* **Problem**: The required result is the exact run of lines beginning at the one containing "Objective: one point per instance of the long" and ending at the last line of the entries.

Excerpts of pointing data
● ● ●

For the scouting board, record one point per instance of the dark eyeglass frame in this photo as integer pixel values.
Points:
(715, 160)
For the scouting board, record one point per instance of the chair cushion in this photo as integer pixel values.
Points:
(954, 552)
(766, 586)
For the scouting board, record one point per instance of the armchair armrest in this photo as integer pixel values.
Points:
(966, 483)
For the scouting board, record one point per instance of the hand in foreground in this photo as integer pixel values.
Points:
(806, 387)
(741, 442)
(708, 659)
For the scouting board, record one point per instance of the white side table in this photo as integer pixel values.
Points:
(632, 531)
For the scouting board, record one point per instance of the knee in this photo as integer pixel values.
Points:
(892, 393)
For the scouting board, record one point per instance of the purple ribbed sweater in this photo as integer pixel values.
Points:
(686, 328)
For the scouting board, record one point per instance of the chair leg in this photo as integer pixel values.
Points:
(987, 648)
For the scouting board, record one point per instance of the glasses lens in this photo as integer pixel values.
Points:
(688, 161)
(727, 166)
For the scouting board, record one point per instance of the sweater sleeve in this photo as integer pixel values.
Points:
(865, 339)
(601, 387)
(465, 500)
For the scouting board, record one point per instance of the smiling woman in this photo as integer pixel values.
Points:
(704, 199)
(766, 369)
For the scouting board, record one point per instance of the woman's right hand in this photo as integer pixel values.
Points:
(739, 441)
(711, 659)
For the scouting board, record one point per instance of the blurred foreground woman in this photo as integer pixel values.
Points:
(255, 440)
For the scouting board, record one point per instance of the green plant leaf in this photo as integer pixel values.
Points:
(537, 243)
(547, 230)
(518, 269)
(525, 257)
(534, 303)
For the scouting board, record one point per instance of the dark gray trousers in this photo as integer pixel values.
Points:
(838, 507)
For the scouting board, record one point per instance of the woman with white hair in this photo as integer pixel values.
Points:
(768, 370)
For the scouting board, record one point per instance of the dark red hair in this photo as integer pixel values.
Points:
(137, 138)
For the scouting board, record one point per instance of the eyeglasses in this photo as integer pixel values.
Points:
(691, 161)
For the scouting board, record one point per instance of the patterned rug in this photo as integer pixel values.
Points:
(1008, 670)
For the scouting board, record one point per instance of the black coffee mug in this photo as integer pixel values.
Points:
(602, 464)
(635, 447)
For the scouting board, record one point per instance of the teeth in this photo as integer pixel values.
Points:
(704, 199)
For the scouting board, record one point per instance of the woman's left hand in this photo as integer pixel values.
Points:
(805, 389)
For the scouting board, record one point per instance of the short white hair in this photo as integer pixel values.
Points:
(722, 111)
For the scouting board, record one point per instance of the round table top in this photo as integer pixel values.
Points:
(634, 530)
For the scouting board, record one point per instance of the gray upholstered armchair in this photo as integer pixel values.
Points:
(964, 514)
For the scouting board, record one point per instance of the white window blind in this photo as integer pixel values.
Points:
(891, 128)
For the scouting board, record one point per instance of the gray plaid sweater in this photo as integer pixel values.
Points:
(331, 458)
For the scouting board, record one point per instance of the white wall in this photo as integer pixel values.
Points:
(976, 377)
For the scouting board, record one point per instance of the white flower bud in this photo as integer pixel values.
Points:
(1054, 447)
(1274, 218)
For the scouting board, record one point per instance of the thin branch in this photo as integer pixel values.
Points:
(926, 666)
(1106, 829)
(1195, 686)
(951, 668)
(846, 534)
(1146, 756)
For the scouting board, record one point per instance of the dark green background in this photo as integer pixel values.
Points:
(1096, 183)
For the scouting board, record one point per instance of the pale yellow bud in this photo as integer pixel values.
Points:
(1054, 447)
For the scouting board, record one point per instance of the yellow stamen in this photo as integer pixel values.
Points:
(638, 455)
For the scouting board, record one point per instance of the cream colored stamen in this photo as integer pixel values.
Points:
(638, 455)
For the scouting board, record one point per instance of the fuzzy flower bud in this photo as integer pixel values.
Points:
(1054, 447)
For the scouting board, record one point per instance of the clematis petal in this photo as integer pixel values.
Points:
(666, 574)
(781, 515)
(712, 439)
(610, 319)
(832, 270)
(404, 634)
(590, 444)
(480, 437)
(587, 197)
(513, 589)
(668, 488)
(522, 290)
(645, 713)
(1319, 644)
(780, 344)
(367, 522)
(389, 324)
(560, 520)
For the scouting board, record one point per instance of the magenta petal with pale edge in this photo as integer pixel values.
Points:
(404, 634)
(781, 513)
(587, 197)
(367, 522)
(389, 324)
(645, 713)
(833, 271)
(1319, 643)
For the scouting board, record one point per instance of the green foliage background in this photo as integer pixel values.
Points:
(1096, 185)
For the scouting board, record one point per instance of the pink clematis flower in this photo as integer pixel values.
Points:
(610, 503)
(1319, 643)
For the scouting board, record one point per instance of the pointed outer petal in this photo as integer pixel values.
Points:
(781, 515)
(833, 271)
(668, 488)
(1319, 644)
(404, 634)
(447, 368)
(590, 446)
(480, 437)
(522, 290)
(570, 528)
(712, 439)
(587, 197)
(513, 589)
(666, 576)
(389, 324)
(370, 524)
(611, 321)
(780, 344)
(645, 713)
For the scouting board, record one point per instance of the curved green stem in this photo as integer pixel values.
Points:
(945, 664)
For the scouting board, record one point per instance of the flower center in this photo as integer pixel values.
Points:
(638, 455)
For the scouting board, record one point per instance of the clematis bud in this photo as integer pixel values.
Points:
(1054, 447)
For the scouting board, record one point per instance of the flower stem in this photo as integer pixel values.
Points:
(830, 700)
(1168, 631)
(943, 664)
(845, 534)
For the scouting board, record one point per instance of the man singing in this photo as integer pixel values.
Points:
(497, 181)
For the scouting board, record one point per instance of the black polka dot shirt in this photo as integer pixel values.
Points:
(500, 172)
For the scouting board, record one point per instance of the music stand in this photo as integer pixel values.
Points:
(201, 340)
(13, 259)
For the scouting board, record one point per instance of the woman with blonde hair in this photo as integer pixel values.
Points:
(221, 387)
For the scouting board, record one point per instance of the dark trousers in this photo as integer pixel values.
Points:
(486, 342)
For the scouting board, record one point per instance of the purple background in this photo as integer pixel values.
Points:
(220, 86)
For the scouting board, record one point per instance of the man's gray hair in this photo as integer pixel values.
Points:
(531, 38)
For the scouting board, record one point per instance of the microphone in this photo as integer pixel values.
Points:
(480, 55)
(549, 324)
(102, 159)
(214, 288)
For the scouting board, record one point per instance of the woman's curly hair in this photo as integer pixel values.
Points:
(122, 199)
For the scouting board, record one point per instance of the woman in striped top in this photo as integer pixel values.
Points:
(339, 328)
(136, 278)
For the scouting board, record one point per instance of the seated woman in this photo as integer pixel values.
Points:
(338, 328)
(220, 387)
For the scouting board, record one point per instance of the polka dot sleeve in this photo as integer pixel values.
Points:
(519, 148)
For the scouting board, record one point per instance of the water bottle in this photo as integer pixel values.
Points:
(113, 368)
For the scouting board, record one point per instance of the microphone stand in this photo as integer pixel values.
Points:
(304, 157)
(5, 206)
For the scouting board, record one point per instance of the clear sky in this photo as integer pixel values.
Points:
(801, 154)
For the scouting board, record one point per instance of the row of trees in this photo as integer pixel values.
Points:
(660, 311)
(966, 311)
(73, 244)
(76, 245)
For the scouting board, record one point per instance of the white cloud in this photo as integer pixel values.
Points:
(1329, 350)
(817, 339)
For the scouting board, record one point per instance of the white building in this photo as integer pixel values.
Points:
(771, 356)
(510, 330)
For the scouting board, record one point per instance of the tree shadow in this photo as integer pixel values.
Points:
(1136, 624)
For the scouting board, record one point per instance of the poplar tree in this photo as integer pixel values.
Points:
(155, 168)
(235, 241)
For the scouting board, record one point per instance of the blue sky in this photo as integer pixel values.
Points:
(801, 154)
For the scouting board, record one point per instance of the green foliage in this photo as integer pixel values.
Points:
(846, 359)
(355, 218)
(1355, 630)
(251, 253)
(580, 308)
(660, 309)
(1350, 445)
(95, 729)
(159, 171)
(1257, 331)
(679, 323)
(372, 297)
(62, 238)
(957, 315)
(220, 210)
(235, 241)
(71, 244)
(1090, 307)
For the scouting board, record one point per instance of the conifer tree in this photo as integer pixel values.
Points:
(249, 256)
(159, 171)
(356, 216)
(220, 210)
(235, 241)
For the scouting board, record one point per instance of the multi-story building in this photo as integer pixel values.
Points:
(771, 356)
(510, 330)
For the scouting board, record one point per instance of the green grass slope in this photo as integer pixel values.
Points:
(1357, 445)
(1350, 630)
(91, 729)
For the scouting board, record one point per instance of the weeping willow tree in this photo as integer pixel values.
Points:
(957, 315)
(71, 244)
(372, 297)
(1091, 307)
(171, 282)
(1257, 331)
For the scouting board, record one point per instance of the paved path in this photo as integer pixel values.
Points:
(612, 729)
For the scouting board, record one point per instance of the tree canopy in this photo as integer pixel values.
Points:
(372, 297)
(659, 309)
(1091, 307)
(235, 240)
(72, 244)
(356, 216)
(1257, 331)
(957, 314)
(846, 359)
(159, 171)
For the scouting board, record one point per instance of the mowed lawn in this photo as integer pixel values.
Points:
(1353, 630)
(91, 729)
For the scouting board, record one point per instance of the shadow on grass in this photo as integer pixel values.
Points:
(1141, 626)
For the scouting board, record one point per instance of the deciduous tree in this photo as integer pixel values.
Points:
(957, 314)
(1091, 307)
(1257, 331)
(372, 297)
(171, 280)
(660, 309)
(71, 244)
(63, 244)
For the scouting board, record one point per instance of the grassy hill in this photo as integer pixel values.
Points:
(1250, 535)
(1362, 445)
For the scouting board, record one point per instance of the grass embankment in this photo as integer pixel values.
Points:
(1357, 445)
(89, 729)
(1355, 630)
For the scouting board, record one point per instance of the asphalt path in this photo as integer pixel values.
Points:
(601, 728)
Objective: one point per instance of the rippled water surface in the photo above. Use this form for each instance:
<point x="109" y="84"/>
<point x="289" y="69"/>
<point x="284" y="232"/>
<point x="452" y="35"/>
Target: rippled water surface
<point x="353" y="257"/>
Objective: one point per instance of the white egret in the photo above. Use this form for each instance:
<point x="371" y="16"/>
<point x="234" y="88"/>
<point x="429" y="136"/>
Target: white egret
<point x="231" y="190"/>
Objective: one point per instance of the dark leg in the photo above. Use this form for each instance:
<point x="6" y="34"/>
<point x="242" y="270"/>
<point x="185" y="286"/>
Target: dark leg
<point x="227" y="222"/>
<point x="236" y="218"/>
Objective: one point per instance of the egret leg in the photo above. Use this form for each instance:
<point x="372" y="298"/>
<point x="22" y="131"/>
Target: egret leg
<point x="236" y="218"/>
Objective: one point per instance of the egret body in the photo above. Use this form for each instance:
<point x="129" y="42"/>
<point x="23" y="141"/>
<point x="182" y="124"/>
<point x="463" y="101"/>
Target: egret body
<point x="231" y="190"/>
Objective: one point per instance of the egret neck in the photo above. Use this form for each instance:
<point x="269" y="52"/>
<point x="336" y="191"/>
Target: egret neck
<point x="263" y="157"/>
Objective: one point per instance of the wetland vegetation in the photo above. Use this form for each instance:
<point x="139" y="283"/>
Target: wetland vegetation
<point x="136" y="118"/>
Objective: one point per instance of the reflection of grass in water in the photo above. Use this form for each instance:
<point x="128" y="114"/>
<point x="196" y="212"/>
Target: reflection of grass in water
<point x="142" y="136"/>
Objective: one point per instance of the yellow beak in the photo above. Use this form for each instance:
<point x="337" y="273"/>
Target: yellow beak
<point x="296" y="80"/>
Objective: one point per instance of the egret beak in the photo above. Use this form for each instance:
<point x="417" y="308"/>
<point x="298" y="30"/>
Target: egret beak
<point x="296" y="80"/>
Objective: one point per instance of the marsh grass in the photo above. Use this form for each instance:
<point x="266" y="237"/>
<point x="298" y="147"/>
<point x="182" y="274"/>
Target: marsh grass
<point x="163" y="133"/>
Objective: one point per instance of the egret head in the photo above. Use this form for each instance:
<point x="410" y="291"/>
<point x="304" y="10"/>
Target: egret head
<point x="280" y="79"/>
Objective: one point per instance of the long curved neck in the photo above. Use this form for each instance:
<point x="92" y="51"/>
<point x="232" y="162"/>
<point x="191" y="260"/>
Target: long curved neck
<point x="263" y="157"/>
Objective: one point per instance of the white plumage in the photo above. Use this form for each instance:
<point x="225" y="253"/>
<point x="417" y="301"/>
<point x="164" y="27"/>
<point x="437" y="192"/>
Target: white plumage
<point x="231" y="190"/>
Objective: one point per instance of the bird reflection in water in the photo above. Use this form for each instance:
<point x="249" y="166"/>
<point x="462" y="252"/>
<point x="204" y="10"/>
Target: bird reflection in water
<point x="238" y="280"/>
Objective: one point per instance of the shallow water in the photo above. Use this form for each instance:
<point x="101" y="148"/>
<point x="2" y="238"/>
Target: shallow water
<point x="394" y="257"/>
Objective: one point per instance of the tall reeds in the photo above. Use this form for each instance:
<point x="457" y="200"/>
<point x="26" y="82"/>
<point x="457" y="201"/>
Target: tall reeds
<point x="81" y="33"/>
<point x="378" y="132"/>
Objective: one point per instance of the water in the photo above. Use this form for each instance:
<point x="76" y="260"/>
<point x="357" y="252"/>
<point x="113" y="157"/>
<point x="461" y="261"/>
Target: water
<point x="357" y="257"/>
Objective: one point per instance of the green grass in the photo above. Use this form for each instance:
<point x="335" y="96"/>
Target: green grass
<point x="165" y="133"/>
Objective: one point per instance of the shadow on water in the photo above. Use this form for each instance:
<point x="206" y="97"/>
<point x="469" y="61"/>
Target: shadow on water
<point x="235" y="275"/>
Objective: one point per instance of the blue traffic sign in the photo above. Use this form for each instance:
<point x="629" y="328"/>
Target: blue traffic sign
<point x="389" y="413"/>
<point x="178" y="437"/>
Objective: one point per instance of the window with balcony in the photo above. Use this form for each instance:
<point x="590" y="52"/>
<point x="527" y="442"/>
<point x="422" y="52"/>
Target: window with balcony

● ● ●

* **Written reply**:
Objective: one point per instance of the long curved neck in the photo above. Use this form for each instance:
<point x="92" y="51"/>
<point x="232" y="162"/>
<point x="191" y="260"/>
Target: long curved neck
<point x="263" y="157"/>
Objective: one point per instance of the white plumage in the photo above. Use this form for each instance:
<point x="225" y="253"/>
<point x="417" y="301"/>
<point x="164" y="27"/>
<point x="437" y="192"/>
Target: white plumage
<point x="231" y="190"/>
Objective: one point per instance of the bird reflection in water in the photo above. Use this form for each instance:
<point x="249" y="166"/>
<point x="462" y="252"/>
<point x="204" y="10"/>
Target: bird reflection in water
<point x="238" y="280"/>
Objective: one point per instance of the shallow water in the photo above. Use this form for each instance:
<point x="101" y="148"/>
<point x="2" y="238"/>
Target: shallow water
<point x="394" y="257"/>
Objective: one point per instance of the tall reeds in the photo above. Use this form for each instance:
<point x="457" y="200"/>
<point x="26" y="82"/>
<point x="457" y="201"/>
Target: tall reeds
<point x="81" y="33"/>
<point x="378" y="132"/>
Objective: one point per instance of the water in the photo above. Use this form for each instance:
<point x="76" y="260"/>
<point x="357" y="252"/>
<point x="113" y="157"/>
<point x="461" y="261"/>
Target: water
<point x="357" y="257"/>
Objective: one point per instance of the green grass in the photo above. Use this form for each instance:
<point x="335" y="96"/>
Target: green grass
<point x="165" y="133"/>
Objective: one point per instance of the shadow on water in the photo above. Use this form for each instance:
<point x="206" y="97"/>
<point x="469" y="61"/>
Target: shadow on water
<point x="235" y="275"/>
Objective: one point per instance of the blue traffic sign in the photo above. Use this form for each instance:
<point x="629" y="328"/>
Target: blue traffic sign
<point x="389" y="413"/>
<point x="178" y="437"/>
Objective: one point per instance of the window with balcony in the photo above. Use this form for each instance:
<point x="590" y="52"/>
<point x="527" y="442"/>
<point x="422" y="52"/>
Target: window with balcony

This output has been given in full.